### Task A
In the sermon, swap "lectionary" for "reading schedule" and reproduce the part that opens with the words containing "As we read through" and closes with "I will say.".
### Task B
Carry on the sermon from its final sentence.

### Extract provided
========
As we read through the lectionary passages today did you catch any of the similarities? Sometimes I’m at a loss to connect the passages, and I’m the pastor. I’m supposed to know the connections. Mark will often ask me what the lectionary is about this week. How do you summarize four Bible passages into a word or two? It ain’t easy. Each week I do an in-depth study, time permitting, of the passages to get a better understanding of how they may be related before I select which ones I will preach on and what I will say.

This week the connection is all too obvious. Jesus is facing the facts about what staying the course to achieve his destiny will cost him. Abraham has been promised by God that certain things will happen and that he must persist in his trust in the faithfulness of God that they will in fact happen, even if it appears that he should make other choices in the meantime. Psalm 27 was written by someone in obvious trouble who is choosing to hang on to the promises of God for protection and blessings. In Philippians Paul tells us to hang on and preserver in our commitment to serve God and others to achieve the promised New Community of God.

This should be comforting to those of us in the LGBT community, because we have a vision of a future that is radically inclusive, it’s not yet a reality, but it is a reality that we believe God has promised us and that God will eventually achieve in us and through us as we work to promote our beliefs and educate our nation and the world. But it won’t be easy. It hasn’t been easy. Many have sacrificed much to get us to a point where we can hopefully stand up and say: I’m a gay man. I’m a lesbian woman. I’m transgender. I’m bi-sexual. Stand up and say it without fear of harassment, hostility, or being excluded. We’ve made much progress, but we still have much to do to make the vision a reality. The fact of the matter is though that we must remember at all times, even when there are setbacks, and there will be setbacks, that God is in this with us and God will be present and faithful to us all the way, just like God was with Jesus, Abraham, and Paul.
========
### Entries
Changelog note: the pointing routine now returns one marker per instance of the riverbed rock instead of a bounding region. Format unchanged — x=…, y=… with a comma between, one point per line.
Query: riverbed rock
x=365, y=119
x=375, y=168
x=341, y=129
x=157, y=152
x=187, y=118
========
### Final answer A
As we read through the reading schedule passages today did you catch any of the similarities? Sometimes I’m at a loss to connect the passages, and I’m the pastor. I’m supposed to know the connections. Mark will often ask me what the reading schedule is about this week. How do you summarize four Bible passages into a word or two? It ain’t easy. Each week I do an in-depth study, time permitting, of the passages to get a better understanding of how they may be related before I select which ones I will preach on and what I will say.

### Final answer B
When we hear that God has promised Abraham that he will become the father of a natural child by his own wife and that Abraham will not have to adopt a heir, or have a child with another woman to fulfill the promise, it may in fact rankle us a little bit. Many of us will never father or mother natural children. Some of us will have to adopt children to have families of our own. Despite the fact that we who are Queer seem to be left out of this promise to Abraham, we have to understand that Queer people weren’t an obvious part of that ancient society or even of human understanding. God’s promise was one of family and a home. In Abraham’s world children represented the future, without children you had no future. Without land you had no home. God promised Abraham both: children, that is a future, and land, that is a home.

I grew up in the 50’s and early 60’s. My grandparents still owned a family farm. They had six children over twenty years. My dad was the oldest and at age 11 was forced to drop out of school in order to help on the farm. They couldn’t afford to hire help. Your children were the help you needed to make a living. The farm was our home. I remember growing up and saying to my friends, “I am going home for the summer.” To which my friends would say, “You are home.” But to my family home wasn’t where we were currently living in Chicago. Home was the farm that we came from and to which we hoped to return someday. Home was family and home was a place where that family lived. That was what God was promising Abraham, a family and a home for that family.

At one point in Abraham’s life God comes to him and basically tells him to leave behind his current family and his current home and to start the journey to a new home, a new land that God will give to him. Abraham was to all ancient customs already an extremely successful farmer and herder, but God comes to him and says, “You think this is something? Why its nothing compared to what I’m going to give you.” And without knowing where he is going, Abraham pulls up roots and takes off on a journey with God leaving behind his family and his home for the promise of a new family and a new home.

Now, doesn’t that sound like the same type of journey that many of us have been on since coming out about our sexuality or our gender orientation? For many people coming out means that we must leave behind the family and home that we knew, and loved, for a different kind of family and a different kind of home. It isn’t easy to do. It is damn hard. It was filled with troubles and disappointments as well as the realization that it is a journey we must make to achieve the hoped for life and future that we desire for ourselves and for others like ourselves. There is a line in the Psalm that we read today: “Even if my own parents threw me out, you’d still be there for me God.” Many of us have literally experienced being thrown out of our homes by family when we announced that we were gay or lesbian or transgender. Even if they didn’t physically throw us out on to the street, we were thrown out of our families emotionally and socially.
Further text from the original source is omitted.